> [Seitenauszug]:

····················

EU-Autogipfel: Droht Aufweichung der Klimaziele durch die Autolobby?
Eine Woche voller Autos. Auf der Internationalen Automobil-Ausstellung (IAA) in München poltern prominente Politiker:innen gegen das “EU-Verbrenner-Aus” 2035. Zu viel Regulierung, zu wenig “Technologieoffenheit”. Das ist eine steile Vorlage für das, was noch kommt: der EU-Autogipfel am Freitag in Brüssel. EU-Kommissionspräsidentin Ursula von der Leyen trifft sich mit Vertreter:innen der Automobilindustrie, um über die Emissionsziele für den Verkehrssektor zu verhandeln. Kann sich die Autolobby durchsetzen? Kommt nun das von Konservativen herbeigesehnte Ende des Verbrenner-Aus?
Ab 2035 dürfen in der Europäischen Union keine Neuwagen mehr verkauft werden, die mit fossilem Benzin oder Diesel fahren. Bis dahin müssen die durchschnittlichen CO2-Emissionen von neu zugelassenen Fahrzeuge schrittweise sinken. In einem Brief klagten die zwei wichtigsten Vertreter der Branche, die Ziele für 2030 und 2035 könnten nicht mehr erreicht werden. Bereits im Frühjahr hatte die EU-Kommission Autoherstellern zusätzliche Zeit eingeräumt, um die CO2-Vorgaben für 2025 zu erreichen.
Den Einfluss auf die jeweilige Politik des Landes und auch in der EU lassen sich Autokonzerne und Verbände einiges kosten: Im vergangenen Jahr gab allein der europäische Automobilverband ACEA 5,5 Millionen Euro für Lobbyarbeit in Brüssel aus. BMW investierte in den letzten drei Jahren über 6 Millionen Euro in EU-Lobbying, ähnlich wie VW und Daimler. Neben Vertreter:innen der Autolobby werben auch vor allem eng vernetzte konservative Parteien seit Langem für die Abkehr vom Verbrenner-Aus. Auch hierzulande verteidigen ÖVP und FPÖ immer wieder den Verbrenner im “Kampf gegen die Überregulierung”.
MOMENT.at: Die Autolobby will reden. Welche Klimaziele setzt die EU dem Verkehrssektor überhaupt und wie betrifft das die Autoindustrie?
Nina Katzemich: Also, es geht um die Emissionsziele für Pkws und die Frage, wie viel ein Auto in den nächsten Jahren ausstoßen darf. Die EU macht Vorgaben für die Emissionswerte, die Autoindustrie muss folgen. Schaffen die Hersteller es nicht, die Grenzwerte einzuhalten, drohen Strafzahlungen. Das ist das Prinzip.

····················

> [Gegebene Aufgabe a]:
Gib in den Einträgen die Zeilen von der Zeile mit „ROI: white flower“ bis einschließlich der Zeile mit „[46,139,52,146]“ erneut wieder und tausche dabei „flower bud“ gegen „blossom bud“, ohne sonst etwas zu ändern.

Einträge zur Beschriftung von Begrenzungsrahmen
····················

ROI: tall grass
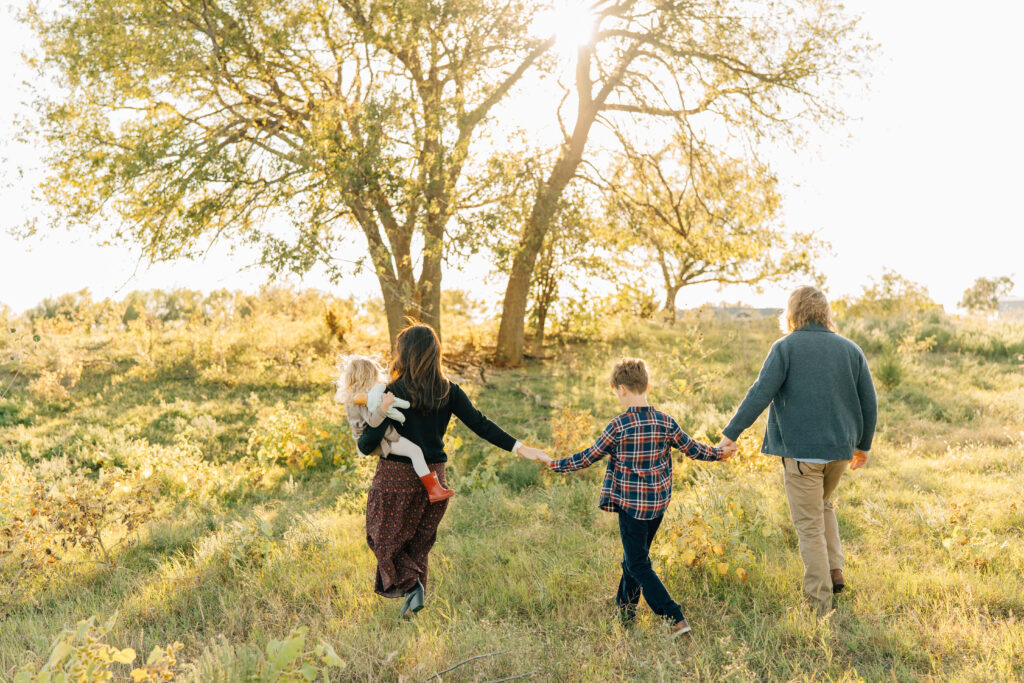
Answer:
[0,300,1024,681]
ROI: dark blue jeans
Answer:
[615,510,683,623]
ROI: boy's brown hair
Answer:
[611,358,648,393]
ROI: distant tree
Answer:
[603,138,826,319]
[23,0,554,338]
[959,275,1014,313]
[834,270,941,317]
[497,0,868,365]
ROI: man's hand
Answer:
[850,450,868,470]
[718,436,739,460]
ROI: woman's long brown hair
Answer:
[391,325,451,413]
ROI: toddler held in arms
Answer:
[334,355,455,503]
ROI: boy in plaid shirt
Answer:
[542,358,735,636]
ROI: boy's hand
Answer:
[718,436,739,460]
[518,443,551,460]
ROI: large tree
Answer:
[24,0,553,338]
[497,0,866,365]
[600,137,825,319]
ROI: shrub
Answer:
[14,616,182,683]
[248,403,356,469]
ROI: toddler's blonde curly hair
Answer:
[334,355,385,403]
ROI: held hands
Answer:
[718,436,739,460]
[850,450,867,470]
[518,443,552,466]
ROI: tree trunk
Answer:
[665,285,680,323]
[534,303,548,353]
[495,152,593,366]
[495,41,618,366]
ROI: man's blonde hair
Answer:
[781,285,837,334]
[610,358,648,393]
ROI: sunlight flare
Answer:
[535,0,597,54]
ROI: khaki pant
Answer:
[782,458,850,614]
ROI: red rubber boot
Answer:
[420,472,455,503]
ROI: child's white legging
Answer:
[389,436,430,477]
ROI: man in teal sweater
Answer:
[720,287,878,614]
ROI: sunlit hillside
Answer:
[0,290,1024,681]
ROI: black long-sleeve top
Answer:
[358,382,515,463]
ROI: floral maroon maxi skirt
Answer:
[367,459,447,598]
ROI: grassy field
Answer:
[0,302,1024,681]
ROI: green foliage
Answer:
[248,403,356,469]
[605,143,827,318]
[0,291,1024,683]
[14,616,159,683]
[833,270,941,318]
[959,275,1014,313]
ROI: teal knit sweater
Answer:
[722,323,878,461]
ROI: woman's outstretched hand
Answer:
[519,444,551,465]
[718,436,739,460]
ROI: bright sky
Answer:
[0,0,1024,311]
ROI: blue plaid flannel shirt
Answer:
[551,405,722,519]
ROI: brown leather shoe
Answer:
[672,616,691,638]
[831,569,846,593]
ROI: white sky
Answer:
[0,0,1024,311]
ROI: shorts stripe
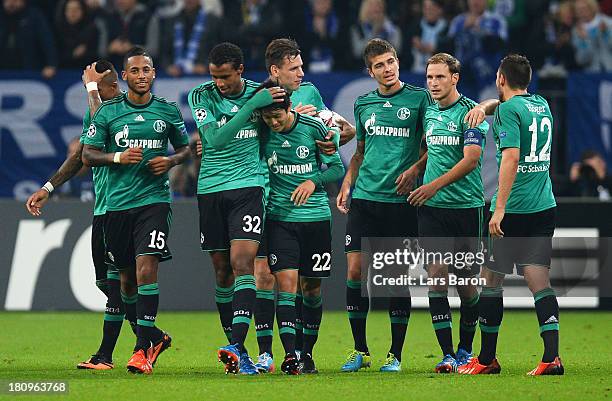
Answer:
[278,327,295,334]
[136,319,155,327]
[540,323,559,333]
[232,316,251,324]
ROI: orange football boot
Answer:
[127,349,153,375]
[457,357,501,375]
[527,356,564,376]
[77,354,115,370]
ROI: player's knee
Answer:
[215,267,234,288]
[255,271,274,290]
[301,278,321,297]
[346,263,361,281]
[232,255,255,276]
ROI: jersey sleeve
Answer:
[353,102,365,141]
[79,107,91,143]
[187,88,216,129]
[416,91,434,137]
[83,105,109,149]
[461,107,489,147]
[168,104,189,149]
[494,103,521,149]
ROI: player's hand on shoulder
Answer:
[249,86,285,109]
[119,148,142,164]
[489,209,506,238]
[26,188,49,216]
[463,105,487,128]
[315,130,337,156]
[336,184,351,214]
[293,102,317,117]
[291,180,316,206]
[147,156,172,175]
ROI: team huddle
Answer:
[26,39,563,375]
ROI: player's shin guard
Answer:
[478,287,504,365]
[533,287,559,362]
[255,290,274,355]
[134,283,160,351]
[215,284,234,341]
[276,291,296,354]
[459,293,479,352]
[121,291,138,334]
[427,291,455,356]
[302,295,323,355]
[389,296,412,362]
[295,285,304,351]
[98,272,125,360]
[230,274,256,347]
[346,280,370,352]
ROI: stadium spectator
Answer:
[223,0,288,71]
[0,0,57,79]
[106,0,159,70]
[351,0,402,66]
[158,0,222,77]
[448,0,508,98]
[570,150,612,200]
[572,0,612,72]
[55,0,98,68]
[599,0,612,15]
[300,0,342,73]
[495,0,550,69]
[412,0,448,73]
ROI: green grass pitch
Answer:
[0,311,612,401]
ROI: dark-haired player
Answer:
[26,60,144,370]
[82,47,190,374]
[260,80,344,374]
[255,38,355,372]
[459,54,564,376]
[336,39,433,372]
[408,53,489,373]
[188,42,285,374]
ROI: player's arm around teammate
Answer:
[26,63,112,216]
[261,80,344,373]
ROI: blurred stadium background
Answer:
[0,0,612,311]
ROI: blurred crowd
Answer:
[0,0,612,79]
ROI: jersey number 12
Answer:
[525,117,552,163]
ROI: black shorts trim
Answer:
[198,187,265,252]
[344,199,418,253]
[266,220,332,278]
[484,207,556,275]
[104,202,172,270]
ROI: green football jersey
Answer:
[188,79,265,194]
[80,107,108,216]
[291,82,327,111]
[263,112,342,222]
[353,84,433,203]
[491,94,557,213]
[83,94,189,211]
[423,96,489,209]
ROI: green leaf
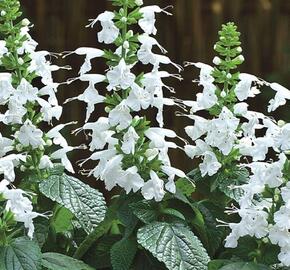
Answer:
[137,222,209,270]
[83,234,122,269]
[111,238,137,270]
[51,206,74,233]
[39,174,106,233]
[0,237,41,270]
[219,262,270,270]
[42,253,94,270]
[208,260,231,270]
[175,178,195,197]
[33,218,49,247]
[130,200,159,224]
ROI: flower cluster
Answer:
[68,0,185,201]
[184,23,290,266]
[0,180,43,240]
[0,0,74,236]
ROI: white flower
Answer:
[14,78,38,104]
[268,83,290,112]
[83,117,117,151]
[66,74,106,122]
[37,98,62,123]
[184,139,212,159]
[185,115,209,141]
[205,107,239,155]
[137,34,166,65]
[109,100,133,129]
[16,120,44,149]
[161,166,187,193]
[268,224,290,247]
[0,133,13,158]
[126,84,152,112]
[0,154,26,182]
[121,127,139,155]
[88,11,120,44]
[138,5,171,35]
[199,151,222,177]
[3,96,27,124]
[235,73,258,101]
[212,56,222,66]
[141,171,165,202]
[107,58,136,90]
[278,245,290,267]
[46,122,76,147]
[145,128,177,149]
[234,102,249,115]
[281,182,290,209]
[0,40,8,58]
[50,146,79,173]
[274,124,290,151]
[274,206,290,230]
[0,186,41,239]
[100,155,125,190]
[118,166,144,194]
[28,51,53,81]
[39,155,53,170]
[0,73,14,105]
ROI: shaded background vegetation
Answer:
[21,0,290,188]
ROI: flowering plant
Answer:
[0,0,290,270]
[184,23,290,269]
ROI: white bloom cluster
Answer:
[184,48,290,266]
[67,1,186,201]
[0,179,43,238]
[0,19,78,181]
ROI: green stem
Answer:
[73,217,113,259]
[122,1,128,58]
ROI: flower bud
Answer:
[15,143,23,152]
[21,18,30,26]
[274,194,280,202]
[278,120,286,127]
[262,237,269,244]
[123,41,130,50]
[127,30,134,37]
[237,47,243,53]
[221,91,227,97]
[238,55,245,62]
[135,0,143,6]
[18,58,24,66]
[212,56,222,66]
[38,145,44,151]
[121,17,128,23]
[46,139,52,146]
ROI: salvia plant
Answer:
[0,0,290,270]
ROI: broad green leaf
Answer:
[175,178,195,197]
[39,174,106,233]
[111,238,137,270]
[137,222,209,270]
[219,262,270,270]
[130,200,159,224]
[208,260,231,270]
[51,206,74,233]
[0,237,41,270]
[42,253,94,270]
[33,218,49,248]
[83,234,122,269]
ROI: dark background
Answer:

····················

> [Gegebene Aufgabe b]:
Führe den Artikel über den EU-Autogipfel und die Klimaziele im Anschluss an seinen letzten Satz weiter.

> [Ergebnis der Übung a]:
ROI: white flower
Answer:
[14,78,38,104]
[268,83,290,112]
[83,117,117,151]
[66,74,106,122]
[37,98,62,123]
[184,139,212,159]
[185,115,209,141]
[205,107,239,155]
[137,34,166,65]
[109,100,133,129]
[16,120,44,149]
[161,166,187,193]
[268,224,290,247]
[0,133,13,158]
[126,84,152,112]
[0,154,26,182]
[121,127,139,155]
[88,11,120,44]
[138,5,171,35]
[199,151,222,177]
[3,96,27,124]
[235,73,258,101]
[212,56,222,66]
[141,171,165,202]
[107,58,136,90]
[278,245,290,267]
[46,122,76,147]
[145,128,177,149]
[234,102,249,115]
[281,182,290,209]
[0,40,8,58]
[50,146,79,173]
[274,124,290,151]
[274,206,290,230]
[0,186,41,239]
[100,155,125,190]
[118,166,144,194]
[28,51,53,81]
[39,155,53,170]
[0,73,14,105]
ROI: shaded background vegetation
Answer:
[21,0,290,188]
ROI: flowering plant
Answer:
[0,0,290,270]
[184,23,290,269]
ROI: white bloom cluster
Answer:
[184,48,290,266]
[67,1,186,201]
[0,179,43,238]
[0,19,78,181]
ROI: green stem
Answer:
[73,217,113,259]
[122,1,128,58]
ROI: blossom bud
Answer:
[15,143,23,152]
[21,18,30,26]
[274,194,280,202]
[278,120,286,127]
[262,237,269,244]
[123,41,130,50]
[127,30,134,37]
[237,47,243,53]
[221,91,227,97]
[238,55,245,62]
[135,0,143,6]
[18,58,24,66]
[212,56,222,66]
[38,145,44,151]
[121,17,128,23]
[46,139,52,146]

> [Ergebnis der Übung b]:
Dabei hat vor allem Deutschland schon immer dafür gesorgt, dass diese Ziele möglichst spät kommen und möglichst stark verwässert werden. Da gab es schon so einige Skandal-Stories, bei denen Deutschland beispielsweise im letzten Moment gesagt hat: Nein, der Kompromiss geht doch nicht für uns. Obwohl schon fast alles entschieden war. So zieht sich das bestimmt schon seit 15 Jahren durch die EU-Geschichte.
MOMENT.at: Schon im Frühjahr fand ein “Autodialog” zwischen EU-Kommission und Vertreter:innen der Autoindustrie statt. Was genau wurde besprochen?
Katzemich: Da hat sich die Autoindustrie schon mal ein Stück weit durchgesetzt: Die Ziele für 2025 wurden nochmal verschoben. Die Autoindustrie hat sich beim letzten EU-Dialog also vor allem Zeit gekauft. Und natürlich macht es Mut, noch mehr einzufordern, wenn man merkt, man kommt bei der EU-Kommission durch.
MOMENT.at:Wie ist das gelungen?
Katzemich: Die Autolobby hat Druck aufgebaut: die kriselnde Wirtschaft, die Zölle aus den USA und die Konkurrenz aus China. In dieser schwierigen Lage dürfdie EU die Autoindustrie nicht auch noch mit Strafzahlungen belasten. Die EU-Kommission hat sich auf diese Argumentation eingelassen und gesagt: Okay, strecken wir die Ziele nochmal um drei Jahre. Ihr bekommt mehr Zeit.
Daraus folgt aber, dass die Autoindustrie nicht gezwungen ist, mehr elektrische Fahrzeuge zu produzieren und zu verkaufen. Das ist nicht nur aus klimapolitischer Sicht schwierig. Auch für die Verbraucher:innen ist das eine schlechte Nachricht: Das heißt nämlich, es gibt weniger günstige elektrische Fahrzeuge, die sich weniger Menschen leisten können.
MOMENT.at: Wer gehört eigentlich zur Autolobby? Welche sind die einflussreichsten Stimmen?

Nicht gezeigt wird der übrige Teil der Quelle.